Reproduce every entry exactly.

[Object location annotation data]
• • •
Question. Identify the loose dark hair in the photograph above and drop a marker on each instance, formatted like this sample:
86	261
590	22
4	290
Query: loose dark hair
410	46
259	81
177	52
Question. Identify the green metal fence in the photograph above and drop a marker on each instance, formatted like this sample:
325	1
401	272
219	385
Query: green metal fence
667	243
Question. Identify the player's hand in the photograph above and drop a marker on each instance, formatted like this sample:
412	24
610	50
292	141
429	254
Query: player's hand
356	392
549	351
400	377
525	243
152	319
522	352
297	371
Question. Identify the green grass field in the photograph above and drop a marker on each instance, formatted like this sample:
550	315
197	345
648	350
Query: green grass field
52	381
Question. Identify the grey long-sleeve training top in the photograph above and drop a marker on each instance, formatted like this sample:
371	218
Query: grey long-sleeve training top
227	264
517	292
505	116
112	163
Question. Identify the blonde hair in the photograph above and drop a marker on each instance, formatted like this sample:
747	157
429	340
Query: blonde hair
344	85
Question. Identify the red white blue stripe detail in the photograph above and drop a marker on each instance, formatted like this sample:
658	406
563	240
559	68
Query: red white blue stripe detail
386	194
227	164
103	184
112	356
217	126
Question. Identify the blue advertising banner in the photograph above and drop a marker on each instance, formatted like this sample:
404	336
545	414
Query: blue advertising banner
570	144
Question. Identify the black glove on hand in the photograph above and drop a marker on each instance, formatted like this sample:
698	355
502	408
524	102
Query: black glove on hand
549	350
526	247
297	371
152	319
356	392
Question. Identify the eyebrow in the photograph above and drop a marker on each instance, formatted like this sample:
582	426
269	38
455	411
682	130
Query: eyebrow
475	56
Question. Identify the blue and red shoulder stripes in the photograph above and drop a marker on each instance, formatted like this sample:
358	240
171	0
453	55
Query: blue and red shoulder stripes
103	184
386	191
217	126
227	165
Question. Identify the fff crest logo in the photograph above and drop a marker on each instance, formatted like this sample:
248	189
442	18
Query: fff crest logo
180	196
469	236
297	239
• • •
Answer to the problem:
Question. Identify the loose dark hair in the photograph above and drop a marker on each instance, formatted like this sample:
86	261
590	22
4	290
Query: loose dark hair
410	46
259	81
177	52
Question. Identify the green metal fence in the photograph above and drop a marker on each instance, formatted like this sample:
325	1
401	272
219	385
Query: green metal fence
667	243
Question. Identify the player's hand in the photograph above and drop a marker on each instance, formatted like this sample:
412	24
610	50
292	141
429	254
Query: player's hand
356	392
549	351
400	377
525	243
152	319
522	352
297	371
Question. Identify the green grass field in the photograph above and drop a marker on each instance, formatted like this sample:
550	315
197	345
648	350
Query: green grass field
52	381
Question. Identify the grey long-sleeve training top in the photograph above and drop a marker on each instance, formatted like this sample:
371	218
Query: grey long-sleeve training top
227	264
517	292
505	116
112	163
Question. Identify the blonde hair in the photograph above and drop a marker on each instance, formatted like this sample:
747	157
429	340
Query: blonde hair
344	85
Question. Identify the red white blue stripe detail in the photograph above and drop a marker on each instance, formatted like this sample:
658	406
563	240
559	68
Query: red white blue stripe detail
386	194
227	164
103	184
112	356
217	126
Question. Identify the blue advertising banner in the photograph above and drop a marker on each instance, formatted like this sample:
404	336
545	414
Query: blue advertising banner
570	144
Question. Identify the black glove on hand in the photograph above and drop a marker on each instance, formatted like this sample:
698	355
502	408
524	102
Query: black glove on hand
549	350
526	247
297	371
152	319
356	392
Question. Identify the eyebrow in the photograph above and drop a marker on each instance, formatted like this sample:
582	426
269	38
455	411
682	130
Query: eyebrow
475	56
Question. Identify the blue and red shoulder stripes in the photograph above and drop a marker on each instance, formatted like this sample:
358	240
171	0
453	55
Query: blue and red shoulder stripes
103	184
386	191
217	126
227	165
Question. Identify the fff crest logo in the photograph above and drop a marker on each instance, formatted like this sample:
248	189
442	18
Query: fff crest logo
180	196
469	236
297	239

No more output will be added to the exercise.